**TESTO PROPOSTO:**
Il buon tedesco è un libro dedicato al capitano Rudolf Jacobs e ai soldati tedeschi, austriaci, cechi e delle altre nazionalità intruppate nell’eterogeneo esercito del Terzo Reich, alla ricerca dei sopravvissuti di quell’ampio fronte popolare che si era opposto con tutti i mezzi al fascismo. Oltre che un libro che ci racconta la storia poco nota dei disertori tedeschi – o forse dovremmo meglio dire di coloro che finalmente trovarono le condizioni per poter praticare il loro antifascismo, temprato e confermato dall’esperienza della guerra – ci troviamo di fronte a una lucida e ampia riflessione sul significato che ebbe il conflitto mondiale e la nostra Resistenza. Comprendere che fu, a livello di scelte personali, la prosecuzione della lotta politica che era avvenuta in ogni nazione in cui il fascismo si era organizzato, ovvero una lunga guerra civile europea che si sovrappone e si interseca alla guerra convenzionale delle nazioni e delle loro classi dirigenti, all’espansionismo e alle sue ragioni economiche e, inevitabilmente, a miti funesti e a utopie razziste, a frustrazioni personali e di classe.

Dunque le resistenze europee, appena riescono a organizzarsi, riportano coraggiosamente il conflitto al livello politico, combattendo una guerra nella guerra. Le memorie locali, affidate ai singoli Istituti Storici della Resistenza, i monumenti e le targhe sparsi per i cimiteri e le montagne, testimoniano l’ampiezza dell’alleanza che fu la Resistenza italiana, così come accadde in Grecia, nei Balcani e in Francia, dove il contributo offerto dagli italiani fu numeroso e fondamentale. Sui disertori, un termine che ho difficoltà a usare per queste persone, troviamo il saggio Disertori alla macchia. Militari dell’esercito tedesco nella Resistenza parmense di Marco Minardi (Clueb, 2006), il recente Partigiani della Wehrmacht. Disertori tedeschi nella Resistenza italiana di Mirco Carrattieri e Iara Meloni (Le piccole pagine, 2021) oltre alle pubblicazioni dedicate a Rudolf Jacobs come il fumetto Rudolf Jacobs. Un ricordo indelebile (ANPPIA, 2008), il volume L’uomo che nacque morendo di Luigi Monardo Faccini (Edizioni L’Unità, 2006), la raccolta Rudolf Jacobs. Le radici della democrazia europea curata da Lorenzo Vincenzi (Res Edizioni, 2004) e il film Tradimento di Ansano Giannarelli (RAI, 1984).

**CONSEGNA 1:** Nel testo proposto, chi è il regista del film Tradimento?

**RIGHE FORNITE:**
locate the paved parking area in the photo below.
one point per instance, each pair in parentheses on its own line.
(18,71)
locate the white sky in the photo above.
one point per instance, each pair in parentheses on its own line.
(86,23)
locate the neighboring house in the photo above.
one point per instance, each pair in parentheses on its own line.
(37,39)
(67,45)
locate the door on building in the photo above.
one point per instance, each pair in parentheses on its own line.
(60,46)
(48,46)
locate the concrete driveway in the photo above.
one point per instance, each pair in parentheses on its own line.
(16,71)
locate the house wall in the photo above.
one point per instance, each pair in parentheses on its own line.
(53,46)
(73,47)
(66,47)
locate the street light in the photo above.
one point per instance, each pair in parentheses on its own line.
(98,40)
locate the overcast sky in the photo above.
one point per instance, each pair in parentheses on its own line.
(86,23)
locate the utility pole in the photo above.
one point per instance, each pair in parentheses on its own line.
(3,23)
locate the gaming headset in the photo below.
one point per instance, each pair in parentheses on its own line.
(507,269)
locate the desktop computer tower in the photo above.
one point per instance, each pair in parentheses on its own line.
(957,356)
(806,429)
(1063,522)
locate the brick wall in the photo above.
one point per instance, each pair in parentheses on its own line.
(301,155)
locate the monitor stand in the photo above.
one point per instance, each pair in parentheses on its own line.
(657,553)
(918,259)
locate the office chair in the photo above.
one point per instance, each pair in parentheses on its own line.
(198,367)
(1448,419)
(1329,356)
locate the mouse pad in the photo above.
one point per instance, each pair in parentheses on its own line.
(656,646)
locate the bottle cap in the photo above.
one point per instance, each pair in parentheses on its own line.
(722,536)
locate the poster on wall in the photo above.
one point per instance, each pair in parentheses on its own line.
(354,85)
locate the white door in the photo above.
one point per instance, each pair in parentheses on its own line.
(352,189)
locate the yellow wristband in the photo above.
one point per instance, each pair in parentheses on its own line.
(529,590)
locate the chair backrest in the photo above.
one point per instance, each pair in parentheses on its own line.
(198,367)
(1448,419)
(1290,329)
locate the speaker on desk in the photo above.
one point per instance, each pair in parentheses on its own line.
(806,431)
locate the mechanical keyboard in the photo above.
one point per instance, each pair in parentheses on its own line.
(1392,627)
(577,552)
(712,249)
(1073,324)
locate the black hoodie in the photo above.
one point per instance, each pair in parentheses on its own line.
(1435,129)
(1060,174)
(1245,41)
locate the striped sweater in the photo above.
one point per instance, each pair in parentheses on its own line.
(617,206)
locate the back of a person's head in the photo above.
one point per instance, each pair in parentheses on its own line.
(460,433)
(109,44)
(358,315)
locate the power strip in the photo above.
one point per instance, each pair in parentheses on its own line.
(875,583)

**CONSEGNA 2:** Individua tra le righe fornite tutte quelle che contengono la parola "below" e ricopiale.

**RISPOSTA SVOLTA 1:** Ansano Giannarelli.

**RISPOSTA SVOLTA 2:**
locate the paved parking area in the photo below.
locate the gaming headset in the photo below.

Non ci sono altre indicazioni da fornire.